::: Quoted text :::

[Ocfs2-devel] [PATCH] ocfs2: Fix memory overflow in cow_by_page.
Joel Becker
Joel.Becker at oracle.com
Mon Jan 25 19:19:56 PST 2010
On Thu, Jan 21, 2010 at 02:59:26PM +0800, Tao Ma wrote:
> In ocfs2_duplicate_clusters_by_page, we calculate map_end
> by shifting page_index. But actually in case we meet with
> a large offset(say in a i686 box, poff_t is only 32 bits
> and page_index=2056240), we will overflow. So change it
> by adding PAGE_CACHE_SIZE to offset.
>
> Signed-off-by: Tao Ma <tao.ma at oracle.com>
> ---
> fs/ocfs2/refcounttree.c | 2 +-
> 1 files changed, 1 insertions(+), 1 deletions(-)

::: Records for the exercise :::

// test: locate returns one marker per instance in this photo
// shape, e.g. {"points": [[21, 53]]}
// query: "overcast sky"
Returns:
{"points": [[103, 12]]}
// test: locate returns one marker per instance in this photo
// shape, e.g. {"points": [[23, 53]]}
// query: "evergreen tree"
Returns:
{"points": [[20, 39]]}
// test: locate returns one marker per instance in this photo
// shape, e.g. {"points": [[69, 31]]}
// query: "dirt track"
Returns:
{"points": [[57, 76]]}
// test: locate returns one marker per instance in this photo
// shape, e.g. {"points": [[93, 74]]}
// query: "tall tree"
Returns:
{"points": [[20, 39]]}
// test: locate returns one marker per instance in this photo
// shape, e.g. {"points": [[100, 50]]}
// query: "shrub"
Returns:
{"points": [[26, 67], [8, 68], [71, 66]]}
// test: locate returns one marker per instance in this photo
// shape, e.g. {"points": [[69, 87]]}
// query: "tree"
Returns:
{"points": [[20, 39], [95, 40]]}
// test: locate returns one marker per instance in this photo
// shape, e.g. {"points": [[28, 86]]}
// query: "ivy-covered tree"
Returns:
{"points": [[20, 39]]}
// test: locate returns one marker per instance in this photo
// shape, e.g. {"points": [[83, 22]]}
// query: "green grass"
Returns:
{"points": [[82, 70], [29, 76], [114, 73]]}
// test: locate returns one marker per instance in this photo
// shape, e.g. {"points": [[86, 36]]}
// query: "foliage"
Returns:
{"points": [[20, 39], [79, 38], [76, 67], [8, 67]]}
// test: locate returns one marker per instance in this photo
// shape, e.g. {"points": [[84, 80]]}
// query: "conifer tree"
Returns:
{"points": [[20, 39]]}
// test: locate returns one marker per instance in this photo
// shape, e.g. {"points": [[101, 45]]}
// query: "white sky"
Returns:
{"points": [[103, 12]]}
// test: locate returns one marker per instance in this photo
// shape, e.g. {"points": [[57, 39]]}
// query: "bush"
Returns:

:::

Jobs>
a) Using the patch message, decide whether each statement agrees with it: (i) on an i686 box, poff_t is only 32 bits; (ii) the patch changes two files; (iii) the fix adds PAGE_CACHE_SIZE to offset. Answer yes or no for each and quote the deciding words of the patch message.
b) Filter the listing down to every line containing the string "query", treating case as significant.

The solutions>
a)
(i) Yes: "poff_t is only 32 bits"
(ii) No: "1 files changed"
(iii) Yes: "by adding PAGE_CACHE_SIZE to offset"

b)
// query: "overcast sky"
// query: "evergreen tree"
// query: "dirt track"
// query: "tall tree"
// query: "shrub"
// query: "tree"
// query: "ivy-covered tree"
// query: "green grass"
// query: "foliage"
// query: "conifer tree"
// query: "white sky"
// query: "bush"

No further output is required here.